▶ **Extracted information**:
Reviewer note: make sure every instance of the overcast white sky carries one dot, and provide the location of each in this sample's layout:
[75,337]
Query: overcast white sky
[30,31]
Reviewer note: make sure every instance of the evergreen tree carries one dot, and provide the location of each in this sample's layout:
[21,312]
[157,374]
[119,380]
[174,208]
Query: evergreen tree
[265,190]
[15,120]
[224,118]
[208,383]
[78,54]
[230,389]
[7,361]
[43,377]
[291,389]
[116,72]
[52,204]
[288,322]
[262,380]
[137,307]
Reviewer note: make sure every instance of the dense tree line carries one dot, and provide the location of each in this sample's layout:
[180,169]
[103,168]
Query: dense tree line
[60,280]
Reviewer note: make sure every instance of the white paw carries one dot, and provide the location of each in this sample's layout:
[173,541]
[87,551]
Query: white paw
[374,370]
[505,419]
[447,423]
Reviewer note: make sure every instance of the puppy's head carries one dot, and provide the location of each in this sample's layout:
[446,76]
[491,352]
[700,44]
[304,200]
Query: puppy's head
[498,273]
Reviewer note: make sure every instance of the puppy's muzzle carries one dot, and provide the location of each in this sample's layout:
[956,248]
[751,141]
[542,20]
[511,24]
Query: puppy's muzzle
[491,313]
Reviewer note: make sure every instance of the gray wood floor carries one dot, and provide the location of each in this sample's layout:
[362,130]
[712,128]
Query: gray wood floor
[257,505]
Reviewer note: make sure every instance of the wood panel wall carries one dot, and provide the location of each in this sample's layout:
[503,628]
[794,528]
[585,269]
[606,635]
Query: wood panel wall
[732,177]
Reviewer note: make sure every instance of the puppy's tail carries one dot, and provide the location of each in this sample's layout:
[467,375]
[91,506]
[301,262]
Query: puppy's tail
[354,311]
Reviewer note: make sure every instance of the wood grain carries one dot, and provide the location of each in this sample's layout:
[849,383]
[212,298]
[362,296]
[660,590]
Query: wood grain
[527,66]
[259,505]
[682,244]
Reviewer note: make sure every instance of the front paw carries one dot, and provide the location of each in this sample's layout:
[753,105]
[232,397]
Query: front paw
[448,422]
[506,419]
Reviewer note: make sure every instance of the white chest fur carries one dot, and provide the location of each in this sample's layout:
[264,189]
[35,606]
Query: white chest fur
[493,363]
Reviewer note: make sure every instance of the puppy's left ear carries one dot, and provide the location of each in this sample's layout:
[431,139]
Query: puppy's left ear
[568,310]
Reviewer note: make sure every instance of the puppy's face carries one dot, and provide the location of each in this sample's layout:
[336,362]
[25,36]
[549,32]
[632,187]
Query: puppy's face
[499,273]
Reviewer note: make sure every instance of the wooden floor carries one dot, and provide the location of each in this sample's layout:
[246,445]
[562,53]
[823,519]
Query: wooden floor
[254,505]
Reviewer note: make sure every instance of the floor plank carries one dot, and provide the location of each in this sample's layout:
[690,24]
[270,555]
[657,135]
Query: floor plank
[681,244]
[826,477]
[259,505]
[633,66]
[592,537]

▶ **Aim of the task**:
Nothing outside the span should appear: transcribe the lines from the one containing "Reviewer note: make sure every instance of the puppy's left" through the last line of the records.

▶ **Finished exercise**:
Reviewer note: make sure every instance of the puppy's left ear carries one dot, and provide the location of each in this sample's layout:
[431,139]
Query: puppy's left ear
[568,310]
Reviewer note: make sure every instance of the puppy's face carries one dot, and provide the location of each in this sample's layout:
[336,362]
[25,36]
[549,32]
[632,187]
Query: puppy's face
[499,273]
Reviewer note: make sure every instance of the wooden floor carries one dot, and provide the location of each in this sample's layout:
[246,445]
[562,53]
[823,519]
Query: wooden floor
[254,505]
Reviewer note: make sure every instance of the floor plank carries one dot, and provide the location of each in this sample's layout:
[690,24]
[270,555]
[657,135]
Query: floor plank
[681,244]
[826,477]
[259,505]
[633,66]
[592,537]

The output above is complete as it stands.